Copy the items word for word, from the first line through the line containing "166), (335, 162)]", with that line included.

[BEGIN Records provided]

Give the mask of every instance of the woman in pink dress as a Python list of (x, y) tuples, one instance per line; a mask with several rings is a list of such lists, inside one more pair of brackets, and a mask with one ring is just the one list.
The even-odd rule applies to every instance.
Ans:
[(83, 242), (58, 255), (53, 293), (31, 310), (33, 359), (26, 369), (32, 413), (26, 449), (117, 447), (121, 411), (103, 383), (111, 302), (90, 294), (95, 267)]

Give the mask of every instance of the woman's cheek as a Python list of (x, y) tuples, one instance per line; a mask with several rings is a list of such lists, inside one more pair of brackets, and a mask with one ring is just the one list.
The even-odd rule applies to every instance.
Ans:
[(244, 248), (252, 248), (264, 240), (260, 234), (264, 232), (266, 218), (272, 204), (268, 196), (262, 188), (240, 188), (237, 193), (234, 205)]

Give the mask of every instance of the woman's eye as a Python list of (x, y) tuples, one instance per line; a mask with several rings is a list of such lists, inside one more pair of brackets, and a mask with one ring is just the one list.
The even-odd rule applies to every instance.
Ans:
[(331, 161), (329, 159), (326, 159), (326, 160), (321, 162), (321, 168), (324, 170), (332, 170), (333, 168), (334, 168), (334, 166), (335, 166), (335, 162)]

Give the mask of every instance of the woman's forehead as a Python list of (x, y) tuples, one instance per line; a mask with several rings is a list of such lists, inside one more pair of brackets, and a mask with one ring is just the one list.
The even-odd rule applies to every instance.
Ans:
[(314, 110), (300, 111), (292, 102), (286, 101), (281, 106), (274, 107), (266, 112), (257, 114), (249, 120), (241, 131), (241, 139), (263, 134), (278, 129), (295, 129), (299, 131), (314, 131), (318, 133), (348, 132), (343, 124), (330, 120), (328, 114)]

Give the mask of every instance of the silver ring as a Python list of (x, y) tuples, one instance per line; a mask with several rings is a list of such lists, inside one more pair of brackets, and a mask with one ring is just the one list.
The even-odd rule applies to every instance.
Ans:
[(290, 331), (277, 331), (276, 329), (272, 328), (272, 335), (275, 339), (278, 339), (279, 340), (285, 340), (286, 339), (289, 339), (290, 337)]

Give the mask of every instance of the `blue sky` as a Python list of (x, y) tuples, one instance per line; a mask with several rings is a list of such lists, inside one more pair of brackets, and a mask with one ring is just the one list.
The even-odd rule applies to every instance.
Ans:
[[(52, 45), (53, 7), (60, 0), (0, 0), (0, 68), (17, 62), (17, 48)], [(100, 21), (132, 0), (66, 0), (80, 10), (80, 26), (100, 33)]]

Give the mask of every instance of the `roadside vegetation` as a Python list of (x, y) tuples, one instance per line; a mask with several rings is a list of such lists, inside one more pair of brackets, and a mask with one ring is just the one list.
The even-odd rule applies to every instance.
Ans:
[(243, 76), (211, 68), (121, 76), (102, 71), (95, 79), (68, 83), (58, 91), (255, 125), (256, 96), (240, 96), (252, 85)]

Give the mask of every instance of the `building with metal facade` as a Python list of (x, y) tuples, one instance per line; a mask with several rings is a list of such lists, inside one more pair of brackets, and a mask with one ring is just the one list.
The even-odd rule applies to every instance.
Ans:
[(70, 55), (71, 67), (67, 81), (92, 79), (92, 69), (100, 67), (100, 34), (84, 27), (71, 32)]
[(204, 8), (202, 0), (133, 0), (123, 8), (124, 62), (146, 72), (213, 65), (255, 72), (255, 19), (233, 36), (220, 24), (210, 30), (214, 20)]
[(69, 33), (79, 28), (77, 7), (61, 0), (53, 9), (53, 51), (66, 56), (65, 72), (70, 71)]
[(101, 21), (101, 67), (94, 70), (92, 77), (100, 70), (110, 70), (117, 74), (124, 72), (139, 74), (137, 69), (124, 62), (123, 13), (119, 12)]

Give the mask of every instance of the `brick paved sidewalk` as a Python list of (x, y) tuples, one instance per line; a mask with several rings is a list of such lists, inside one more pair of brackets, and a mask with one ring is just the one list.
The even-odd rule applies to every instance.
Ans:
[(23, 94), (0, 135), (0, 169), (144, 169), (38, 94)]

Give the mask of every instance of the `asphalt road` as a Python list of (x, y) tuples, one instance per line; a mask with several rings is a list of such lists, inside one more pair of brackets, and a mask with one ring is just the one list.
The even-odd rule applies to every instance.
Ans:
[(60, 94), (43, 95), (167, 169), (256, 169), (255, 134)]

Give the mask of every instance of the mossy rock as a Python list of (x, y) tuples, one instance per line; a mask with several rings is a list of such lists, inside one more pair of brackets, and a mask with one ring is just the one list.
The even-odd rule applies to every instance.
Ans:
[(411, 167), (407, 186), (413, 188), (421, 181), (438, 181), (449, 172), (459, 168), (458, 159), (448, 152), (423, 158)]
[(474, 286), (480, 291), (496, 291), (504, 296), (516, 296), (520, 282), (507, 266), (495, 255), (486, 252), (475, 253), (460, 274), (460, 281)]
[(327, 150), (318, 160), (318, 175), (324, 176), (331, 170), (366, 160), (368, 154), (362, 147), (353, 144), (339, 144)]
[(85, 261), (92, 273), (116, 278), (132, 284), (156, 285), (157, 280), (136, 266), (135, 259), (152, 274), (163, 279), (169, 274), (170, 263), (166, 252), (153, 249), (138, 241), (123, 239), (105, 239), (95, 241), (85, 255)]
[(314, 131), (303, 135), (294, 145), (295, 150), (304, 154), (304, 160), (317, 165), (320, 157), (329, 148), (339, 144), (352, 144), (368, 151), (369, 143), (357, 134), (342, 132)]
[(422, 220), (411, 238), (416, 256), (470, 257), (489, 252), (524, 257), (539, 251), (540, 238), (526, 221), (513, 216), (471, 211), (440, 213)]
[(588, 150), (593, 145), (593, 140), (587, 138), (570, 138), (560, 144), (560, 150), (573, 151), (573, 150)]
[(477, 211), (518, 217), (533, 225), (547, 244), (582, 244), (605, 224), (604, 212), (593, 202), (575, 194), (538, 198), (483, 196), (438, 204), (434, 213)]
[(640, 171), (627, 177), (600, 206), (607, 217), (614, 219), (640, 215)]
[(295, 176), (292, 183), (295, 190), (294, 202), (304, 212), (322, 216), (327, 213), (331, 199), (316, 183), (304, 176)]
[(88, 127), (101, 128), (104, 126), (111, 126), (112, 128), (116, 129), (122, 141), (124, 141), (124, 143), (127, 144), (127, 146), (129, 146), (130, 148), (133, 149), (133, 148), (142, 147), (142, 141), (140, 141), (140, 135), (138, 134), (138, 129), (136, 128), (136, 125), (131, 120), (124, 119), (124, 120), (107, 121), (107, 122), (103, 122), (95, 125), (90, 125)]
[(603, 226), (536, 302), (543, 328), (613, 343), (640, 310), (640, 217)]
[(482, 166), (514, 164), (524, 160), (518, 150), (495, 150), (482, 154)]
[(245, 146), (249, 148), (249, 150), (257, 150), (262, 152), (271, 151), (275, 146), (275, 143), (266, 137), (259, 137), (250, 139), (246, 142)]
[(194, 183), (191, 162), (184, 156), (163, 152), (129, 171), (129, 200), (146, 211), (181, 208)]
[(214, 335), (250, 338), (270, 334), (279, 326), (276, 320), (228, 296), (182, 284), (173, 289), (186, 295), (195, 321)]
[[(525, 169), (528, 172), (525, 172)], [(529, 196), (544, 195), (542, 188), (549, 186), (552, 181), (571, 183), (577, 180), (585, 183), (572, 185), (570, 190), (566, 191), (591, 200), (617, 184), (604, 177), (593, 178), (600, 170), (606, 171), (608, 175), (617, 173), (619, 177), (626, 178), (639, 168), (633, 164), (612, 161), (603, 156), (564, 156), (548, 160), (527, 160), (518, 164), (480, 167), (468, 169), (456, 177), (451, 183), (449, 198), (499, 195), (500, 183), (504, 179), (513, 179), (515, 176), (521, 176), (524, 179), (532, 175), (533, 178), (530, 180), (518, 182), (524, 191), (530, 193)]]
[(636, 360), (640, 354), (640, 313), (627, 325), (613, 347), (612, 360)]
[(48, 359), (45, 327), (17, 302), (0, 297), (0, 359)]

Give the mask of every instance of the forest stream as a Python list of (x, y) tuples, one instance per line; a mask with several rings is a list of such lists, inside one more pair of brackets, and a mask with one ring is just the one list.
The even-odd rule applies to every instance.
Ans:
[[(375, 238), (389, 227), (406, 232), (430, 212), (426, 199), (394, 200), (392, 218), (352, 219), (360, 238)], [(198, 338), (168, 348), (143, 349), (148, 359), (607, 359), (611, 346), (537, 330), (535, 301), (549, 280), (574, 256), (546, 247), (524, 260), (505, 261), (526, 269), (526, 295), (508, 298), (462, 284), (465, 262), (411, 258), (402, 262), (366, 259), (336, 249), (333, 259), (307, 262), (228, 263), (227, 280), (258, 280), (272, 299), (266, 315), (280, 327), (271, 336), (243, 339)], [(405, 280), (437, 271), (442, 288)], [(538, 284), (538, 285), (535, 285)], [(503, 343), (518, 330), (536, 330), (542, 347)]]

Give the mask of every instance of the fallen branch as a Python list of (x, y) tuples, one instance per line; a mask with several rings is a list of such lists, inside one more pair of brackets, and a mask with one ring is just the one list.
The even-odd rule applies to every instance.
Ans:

[END Records provided]

**Answer for the task:**
Give the mask of every instance of the woman in pink dress as a Python list of (x, y) tuples, one instance per line; a mask with several rings is a list of such lists, inside one more pair of brackets, and a mask with one ring is just the one list.
The even-odd rule applies to every instance.
Ans:
[(83, 242), (58, 255), (53, 293), (31, 310), (33, 359), (26, 369), (32, 413), (26, 449), (117, 447), (121, 411), (103, 383), (111, 302), (90, 294), (95, 267)]

Give the mask of every instance of the woman's cheek as a Python list of (x, y) tuples, one instance per line; a mask with several rings is a list of such lists, inside one more pair of brackets, and a mask with one ring is just the one list.
The even-odd rule applies to every instance.
Ans:
[(244, 248), (252, 248), (264, 240), (260, 234), (264, 232), (266, 218), (272, 204), (268, 196), (262, 188), (240, 188), (237, 193), (234, 205)]

Give the mask of every instance of the woman's eye as a Python list of (x, y) tuples, one instance per line; a mask with several rings is a list of such lists, inside one more pair of brackets, and a mask with one ring is just the one list.
The even-odd rule applies to every instance.
Ans:
[(331, 161), (329, 159), (326, 159), (326, 160), (321, 162), (321, 168), (324, 170), (332, 170), (333, 168), (334, 168), (334, 166), (335, 166), (335, 162)]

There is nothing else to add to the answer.